ESTRATTO DELLA PAGINA
━━━
20 marzo 2023

Cosa mangiavano i cremonesi a inizio Novecento? Soprattutto pane e polenta ma (staticamente) meglio che altrove

Il dottor Giovanni Grasselli nel 1899 assunse la responsabilità dell'Ufficio di Igiene Municipale. Proprio in quell'anno iniziò la compilazione di un poderoso lavoro, dato poi alle stampe nel 1912, nel quale esaminava la situazione del Comune e della città di Cremona in tutti i suoi molteplici aspetti, dall'ambiente fisico e climatologico a quello morale, da quello dell'assistenza pubblica all'altrettanto importante dell'istruzione pubblica. Una parte cospicua riguardava che cosa mangiavano i cremonesi. I dati provengono soprattutto dai dazi sulle merci alle porte cittadine. 

Assai difficile è stabilire con una certa esattezza quale fosse il tenore alimentare dei tempi passati.

Per altro, in proposito, il Grasselli suggeriva di tener molto conto di quanto alla metà circa del secolo precedente aveva scritto il Robolotti, il quale attestava che il cibo predominante era la polenta quindi il pan fresco e biscotto, la minestra di pasta o di riso con verdure e i legumi conditi con burro oppure con lardo od olio. In base dunque a queste attestazioni si deve ritenere che prevalesse un tipo di alimentazione assai misera, costituita di vegetali di valore economico e fisiologico abbastanza basso.
━━━
ESTRATTO DEI DATI
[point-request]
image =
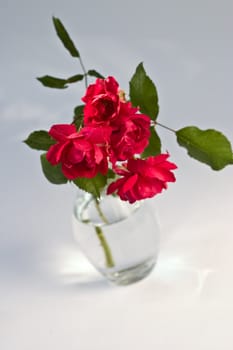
━━━
LE ATTIVITÀ
1) Traduci in inglese questa frase dell'estratto della pagina: «Assai difficile è stabilire con una certa esattezza quale fosse il tenore alimentare dei tempi passati.»
2) Riprendi il testo sull'alimentazione dei cremonesi di inizio Novecento e continualo dopo la sua ultima frase.

LE RISPOSTE
1) It is very difficult to determine with any real accuracy what people's diet was like in times past.

2)
Con tutto ciò il Robolotti aggiungeva notizie per le quali si può arguire che, tutto sommato, il tenore della alimentazione non doveva essere soverchiamente basso nei tempi a lui più vicini perché, mentre da un lato attesta che pochi e solo i più miserabili erano costretti a far uso nei quattro pasti del giorno di sola polenta senza companatico, d'altro lato si affretta ad aggiungere che anche i più poveri non raramente disponevano di companatici, come a dire di vegetali conditi con olio, ovvero di uova e talvolta anche (specie nei di festivi) di salame, formaggio, pesce, maiale, vacca, pollo e la cosiddetta minestra in vino che rappresentava un genere di alimentazione tutto particolare della Lombardia. Pur ammettendo dunque che le condizioni della alimentazione pubblica fossero già abbastanza buone sin dall'epoca incui il Robolotti scriveva, si deve dire che già agli inizi del secolo fossero nettamente migliorate.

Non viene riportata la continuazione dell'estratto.